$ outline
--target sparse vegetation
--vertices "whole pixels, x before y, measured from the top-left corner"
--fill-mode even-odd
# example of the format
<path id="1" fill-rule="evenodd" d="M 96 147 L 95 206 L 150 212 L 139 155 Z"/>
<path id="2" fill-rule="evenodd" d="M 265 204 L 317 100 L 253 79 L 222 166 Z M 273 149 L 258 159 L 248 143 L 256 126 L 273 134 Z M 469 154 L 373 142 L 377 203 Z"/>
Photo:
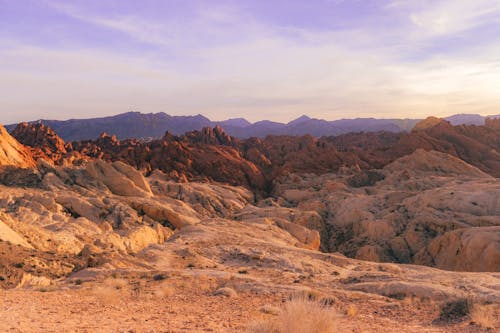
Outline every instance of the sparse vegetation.
<path id="1" fill-rule="evenodd" d="M 155 281 L 161 281 L 161 280 L 165 280 L 167 278 L 167 275 L 166 274 L 155 274 L 153 276 L 153 280 Z"/>
<path id="2" fill-rule="evenodd" d="M 280 314 L 281 309 L 278 308 L 278 307 L 275 307 L 275 306 L 267 304 L 267 305 L 261 306 L 260 309 L 259 309 L 259 311 L 262 312 L 262 313 L 265 313 L 265 314 L 277 316 L 277 315 Z"/>
<path id="3" fill-rule="evenodd" d="M 219 288 L 214 292 L 214 296 L 236 297 L 238 293 L 229 287 Z"/>
<path id="4" fill-rule="evenodd" d="M 169 283 L 163 282 L 156 286 L 153 290 L 153 295 L 158 298 L 165 298 L 175 294 L 175 288 Z"/>
<path id="5" fill-rule="evenodd" d="M 249 333 L 333 333 L 336 314 L 331 307 L 304 297 L 286 302 L 276 320 L 256 321 Z"/>
<path id="6" fill-rule="evenodd" d="M 498 305 L 473 303 L 469 305 L 469 312 L 471 322 L 474 325 L 486 329 L 495 328 L 495 324 L 498 320 L 496 317 L 499 314 Z"/>
<path id="7" fill-rule="evenodd" d="M 128 286 L 129 283 L 125 279 L 107 279 L 92 292 L 102 303 L 114 305 L 123 300 Z"/>
<path id="8" fill-rule="evenodd" d="M 470 311 L 470 301 L 467 298 L 459 298 L 448 301 L 441 306 L 439 319 L 453 321 L 465 317 Z"/>
<path id="9" fill-rule="evenodd" d="M 349 317 L 356 317 L 358 315 L 358 307 L 354 304 L 351 304 L 347 307 L 346 314 Z"/>

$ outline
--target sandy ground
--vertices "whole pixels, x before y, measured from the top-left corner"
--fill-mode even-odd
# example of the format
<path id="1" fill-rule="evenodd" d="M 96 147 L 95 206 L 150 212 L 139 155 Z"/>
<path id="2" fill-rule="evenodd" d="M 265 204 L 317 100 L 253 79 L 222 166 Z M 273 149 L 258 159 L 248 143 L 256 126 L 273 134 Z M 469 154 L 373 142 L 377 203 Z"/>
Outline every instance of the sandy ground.
<path id="1" fill-rule="evenodd" d="M 237 291 L 215 296 L 220 281 L 178 276 L 155 281 L 109 278 L 99 283 L 0 291 L 0 332 L 245 332 L 249 323 L 275 320 L 293 291 Z M 232 286 L 238 290 L 237 283 Z M 493 332 L 467 318 L 436 321 L 431 301 L 367 297 L 335 291 L 323 295 L 338 332 Z M 350 315 L 347 309 L 355 309 Z"/>

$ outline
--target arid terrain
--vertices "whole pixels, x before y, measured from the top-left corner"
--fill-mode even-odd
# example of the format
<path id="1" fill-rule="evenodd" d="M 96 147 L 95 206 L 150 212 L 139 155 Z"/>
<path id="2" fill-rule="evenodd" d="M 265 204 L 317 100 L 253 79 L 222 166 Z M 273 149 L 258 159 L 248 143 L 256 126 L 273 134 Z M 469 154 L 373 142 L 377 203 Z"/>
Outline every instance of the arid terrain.
<path id="1" fill-rule="evenodd" d="M 496 332 L 500 120 L 64 142 L 0 127 L 1 332 Z"/>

■ ■ ■ ■

Everything in the records except the pictures is to be repeated exactly.

Response box:
$ outline
--target sparse vegetation
--vertices "whole pixels, x before y, measured from the top-left corner"
--fill-mode even-odd
# example of the format
<path id="1" fill-rule="evenodd" d="M 96 147 L 95 206 L 150 212 L 139 155 Z"/>
<path id="2" fill-rule="evenodd" d="M 265 204 L 317 100 L 253 79 L 222 166 Z M 273 149 L 258 159 L 248 143 L 256 126 L 273 134 Z M 469 154 L 373 142 L 377 203 Z"/>
Photo:
Outline every instance of the sparse vegetation.
<path id="1" fill-rule="evenodd" d="M 155 281 L 161 281 L 161 280 L 165 280 L 167 278 L 167 275 L 166 274 L 155 274 L 153 276 L 153 280 Z"/>
<path id="2" fill-rule="evenodd" d="M 280 314 L 281 309 L 278 308 L 278 307 L 275 307 L 275 306 L 267 304 L 267 305 L 261 306 L 260 309 L 259 309 L 259 311 L 262 312 L 262 313 L 265 313 L 265 314 L 277 316 L 277 315 Z"/>
<path id="3" fill-rule="evenodd" d="M 219 288 L 214 292 L 214 296 L 236 297 L 238 293 L 229 287 Z"/>
<path id="4" fill-rule="evenodd" d="M 169 283 L 163 282 L 156 286 L 153 290 L 153 295 L 158 298 L 165 298 L 175 294 L 175 288 Z"/>
<path id="5" fill-rule="evenodd" d="M 249 333 L 333 333 L 336 314 L 331 307 L 304 297 L 286 302 L 276 320 L 256 321 Z"/>
<path id="6" fill-rule="evenodd" d="M 498 305 L 473 303 L 469 305 L 469 312 L 471 322 L 474 325 L 486 329 L 495 328 L 495 324 L 498 320 L 496 317 L 499 314 Z"/>
<path id="7" fill-rule="evenodd" d="M 128 286 L 129 283 L 125 279 L 107 279 L 92 292 L 102 303 L 114 305 L 123 300 Z"/>
<path id="8" fill-rule="evenodd" d="M 470 311 L 470 301 L 467 298 L 459 298 L 448 301 L 441 306 L 439 319 L 453 321 L 465 317 Z"/>
<path id="9" fill-rule="evenodd" d="M 349 317 L 356 317 L 358 315 L 358 307 L 354 304 L 351 304 L 347 307 L 346 314 Z"/>

$ outline
--target sandy ground
--vertices "whole pixels, x before y, measured from the top-left corner"
--fill-mode even-odd
# example of the format
<path id="1" fill-rule="evenodd" d="M 96 147 L 95 206 L 150 212 L 139 155 Z"/>
<path id="2" fill-rule="evenodd" d="M 265 204 L 317 100 L 253 79 L 222 166 Z M 273 149 L 258 159 L 248 143 L 256 126 L 273 134 Z M 469 154 L 373 142 L 377 203 Z"/>
Outline every instance of the sandy ground.
<path id="1" fill-rule="evenodd" d="M 237 291 L 215 296 L 220 281 L 178 276 L 155 281 L 109 278 L 99 283 L 0 291 L 0 332 L 245 332 L 249 323 L 275 320 L 293 291 Z M 232 286 L 238 290 L 237 283 Z M 493 332 L 467 318 L 436 321 L 431 301 L 367 297 L 335 291 L 323 295 L 338 332 Z M 350 315 L 347 309 L 355 309 Z"/>

$ outline
--target arid terrain
--vertices "whole pixels, x before y, measured from the top-left corner"
--fill-mode even-odd
# example of the format
<path id="1" fill-rule="evenodd" d="M 96 147 L 95 206 L 150 212 L 139 155 Z"/>
<path id="2" fill-rule="evenodd" d="M 265 204 L 317 100 L 253 79 L 222 166 Z M 273 149 L 258 159 L 248 143 L 256 126 L 273 134 Z M 469 154 L 373 142 L 377 203 Z"/>
Outline every instance of the arid terrain.
<path id="1" fill-rule="evenodd" d="M 496 332 L 500 120 L 64 142 L 0 127 L 1 332 Z"/>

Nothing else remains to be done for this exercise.